TEKS KUTIPAN:
########

Jeda Perang Mulai Minggu 1 September
Militer Israel dan kelompok teror Palestina Hamas telah sepakat untuk melakukan tiga jeda tiga hari yang terpisah dan ditetapkan dalam pertempuran di Gaza untuk memungkinkan putaran pertama vaksinasi terhadap 640.000 anak terhadap polio, kata seorang pejabat senior WHO pada hari Kamis, seperti diberitakan IndiaToday.
Kampanye vaksinasi akan dimulai pada hari Minggu, dengan jeda yang dijadwalkan berlangsung antara pukul 6 pagi dan 3 sore (waktu setempat), kata Rik Peeperkorn, pejabat senior Organisasi Kesehatan Dunia untuk wilayah Palestina.
Ia mengatakan operasi akan dimulai di Gaza tengah dengan tiga kali jeda pertempuran harian berturut-turut, kemudian bergerak ke Gaza selatan, di mana akan ada jeda tiga hari lagi, diikuti oleh Gaza utara. Peeperkorn menambahkan ada kesepakatan untuk memperpanjang jeda di setiap zona hingga hari keempat jika diperlukan.
“Berdasarkan pengalaman kami, kami tahu bahwa satu atau dua hari tambahan sangat sering dibutuhkan untuk mencapai cakupan yang memadai,” kata Mike Ryan, direktur kedaruratan WHO, kepada Dewan Keamanan PBB pada hari Kamis selama pertemuan mengenai situasi kemanusiaan di Gaza.
Putaran vaksinasi kedua akan diperlukan empat minggu setelah putaran pertama, kata Peeperkorn.
“Setidaknya 90 persen cakupan diperlukan selama setiap putaran kampanye untuk menghentikan wabah dan mencegah penyebaran polio internasional,” kata Ryan.
WHO mengonfirmasi pada tanggal 23 Agustus bahwa seorang bayi lumpuh akibat virus polio tipe 2, kasus pertama di Gaza dalam 25 tahun.
“Kami siap bekerja sama dengan organisasi internasional untuk mengamankan kampanye ini, melayani dan melindungi lebih dari 650.000 anak Palestina di Jalur Gaza,” kata pejabat Hamas Basem Naim kepada Reuters.

########

DATA YANG DIBERIKAN:
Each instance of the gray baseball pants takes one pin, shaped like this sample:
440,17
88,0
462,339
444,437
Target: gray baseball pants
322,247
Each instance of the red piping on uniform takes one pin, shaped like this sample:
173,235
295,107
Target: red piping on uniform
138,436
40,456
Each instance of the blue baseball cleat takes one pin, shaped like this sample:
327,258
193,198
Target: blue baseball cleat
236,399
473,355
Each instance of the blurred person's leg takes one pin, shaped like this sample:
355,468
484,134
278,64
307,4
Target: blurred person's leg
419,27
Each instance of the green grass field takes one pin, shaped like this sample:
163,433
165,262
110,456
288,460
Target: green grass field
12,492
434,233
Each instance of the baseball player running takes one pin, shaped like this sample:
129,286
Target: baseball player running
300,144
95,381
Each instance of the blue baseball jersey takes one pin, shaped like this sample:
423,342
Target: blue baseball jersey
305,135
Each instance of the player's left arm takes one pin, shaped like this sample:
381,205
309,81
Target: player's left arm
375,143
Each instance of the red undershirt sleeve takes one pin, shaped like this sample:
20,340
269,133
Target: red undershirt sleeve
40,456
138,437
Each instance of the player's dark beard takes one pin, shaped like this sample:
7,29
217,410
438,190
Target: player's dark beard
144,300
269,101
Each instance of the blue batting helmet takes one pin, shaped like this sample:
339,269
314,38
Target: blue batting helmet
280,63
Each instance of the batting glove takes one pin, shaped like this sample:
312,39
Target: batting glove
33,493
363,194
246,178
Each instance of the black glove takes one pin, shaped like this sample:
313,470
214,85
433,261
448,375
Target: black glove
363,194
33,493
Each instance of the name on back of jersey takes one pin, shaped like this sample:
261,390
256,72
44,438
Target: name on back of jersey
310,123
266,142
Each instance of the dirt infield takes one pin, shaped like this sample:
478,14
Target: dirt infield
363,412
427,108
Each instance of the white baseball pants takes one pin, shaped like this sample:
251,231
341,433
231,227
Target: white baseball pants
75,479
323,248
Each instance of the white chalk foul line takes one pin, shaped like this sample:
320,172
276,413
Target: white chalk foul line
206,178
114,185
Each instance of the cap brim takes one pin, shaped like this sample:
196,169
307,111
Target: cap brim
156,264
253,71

########

TUGAS YANG DIKERJAKAN:
a. Salin persis bagian teks kutipan mulai dari "Ia mengatakan operasi" sampai dengan "keempat jika diperlukan.".
b. Apakah setiap pernyataan berikut sesuai dengan teks kutipan? Jawab ya atau tidak, masing-masing disertai kutipan persis kata-kata penentunya dari teks: (i) Kampanye vaksinasi dimulai pada hari Minggu. (ii) Operasi dimulai di Gaza utara. (iii) Putaran vaksinasi kedua diperlukan dua minggu setelah putaran pertama.
Baris-baris data di atas merupakan bahan terpisah dari teks kutipan.

HASIL:
a.
Ia mengatakan operasi akan dimulai di Gaza tengah dengan tiga kali jeda pertempuran harian berturut-turut, kemudian bergerak ke Gaza selatan, di mana akan ada jeda tiga hari lagi, diikuti oleh Gaza utara. Peeperkorn menambahkan ada kesepakatan untuk memperpanjang jeda di setiap zona hingga hari keempat jika diperlukan.

b.
(i) Ya: "Kampanye vaksinasi akan dimulai pada hari Minggu"
(ii) Tidak: "operasi akan dimulai di Gaza tengah"
(iii) Tidak: "Putaran vaksinasi kedua akan diperlukan empat minggu setelah putaran pertama"